## TASK INSTRUCTIONS
Your answer should be an exact copy of the lines from the start of the entries to the line containing "positive clicks: (116, 176)", both included.

## RECORDS
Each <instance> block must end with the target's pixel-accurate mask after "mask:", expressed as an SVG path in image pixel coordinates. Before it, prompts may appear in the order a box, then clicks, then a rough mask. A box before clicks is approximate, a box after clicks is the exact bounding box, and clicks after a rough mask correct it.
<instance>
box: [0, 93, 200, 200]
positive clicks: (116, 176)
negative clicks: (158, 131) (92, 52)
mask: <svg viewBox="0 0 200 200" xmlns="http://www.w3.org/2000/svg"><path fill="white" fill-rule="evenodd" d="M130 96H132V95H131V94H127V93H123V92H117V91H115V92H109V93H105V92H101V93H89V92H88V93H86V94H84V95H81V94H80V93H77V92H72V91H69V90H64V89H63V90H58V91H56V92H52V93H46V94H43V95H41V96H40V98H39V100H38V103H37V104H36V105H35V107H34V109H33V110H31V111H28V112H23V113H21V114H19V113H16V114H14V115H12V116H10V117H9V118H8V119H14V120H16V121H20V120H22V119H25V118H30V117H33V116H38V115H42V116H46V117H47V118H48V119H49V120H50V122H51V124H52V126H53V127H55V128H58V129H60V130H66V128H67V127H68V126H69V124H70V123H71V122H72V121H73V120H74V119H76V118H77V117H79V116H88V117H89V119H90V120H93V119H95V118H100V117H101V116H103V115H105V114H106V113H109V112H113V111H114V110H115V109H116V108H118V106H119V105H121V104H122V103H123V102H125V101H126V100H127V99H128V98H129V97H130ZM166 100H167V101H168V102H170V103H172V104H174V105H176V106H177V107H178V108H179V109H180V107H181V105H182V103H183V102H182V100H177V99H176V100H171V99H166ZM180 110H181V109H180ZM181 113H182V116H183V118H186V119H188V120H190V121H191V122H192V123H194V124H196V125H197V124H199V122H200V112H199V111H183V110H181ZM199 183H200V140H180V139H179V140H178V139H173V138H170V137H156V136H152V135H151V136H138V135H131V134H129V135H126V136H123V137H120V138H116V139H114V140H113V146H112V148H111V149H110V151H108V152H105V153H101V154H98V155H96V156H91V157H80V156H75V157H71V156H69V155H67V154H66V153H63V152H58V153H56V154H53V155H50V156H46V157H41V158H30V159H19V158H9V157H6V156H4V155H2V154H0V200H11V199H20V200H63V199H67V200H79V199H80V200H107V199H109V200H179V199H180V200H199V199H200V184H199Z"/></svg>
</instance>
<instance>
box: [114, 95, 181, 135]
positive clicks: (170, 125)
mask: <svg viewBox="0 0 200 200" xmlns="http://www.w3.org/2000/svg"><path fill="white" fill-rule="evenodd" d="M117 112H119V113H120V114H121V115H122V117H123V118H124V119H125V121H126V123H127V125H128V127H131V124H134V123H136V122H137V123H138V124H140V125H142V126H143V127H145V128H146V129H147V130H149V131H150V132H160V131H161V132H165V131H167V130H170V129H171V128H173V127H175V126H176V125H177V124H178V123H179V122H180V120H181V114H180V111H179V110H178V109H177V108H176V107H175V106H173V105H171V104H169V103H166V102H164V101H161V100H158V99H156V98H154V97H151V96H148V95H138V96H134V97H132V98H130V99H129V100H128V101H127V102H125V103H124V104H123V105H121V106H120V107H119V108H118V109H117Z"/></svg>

## REPLY TO THE TASK
Each <instance> block must end with the target's pixel-accurate mask after "mask:", expressed as an SVG path in image pixel coordinates. Before it, prompts may appear in the order a box, then clicks, then a rough mask. A box before clicks is approximate, a box after clicks is the exact bounding box, and clicks after a rough mask correct it.
<instance>
box: [0, 93, 200, 200]
positive clicks: (116, 176)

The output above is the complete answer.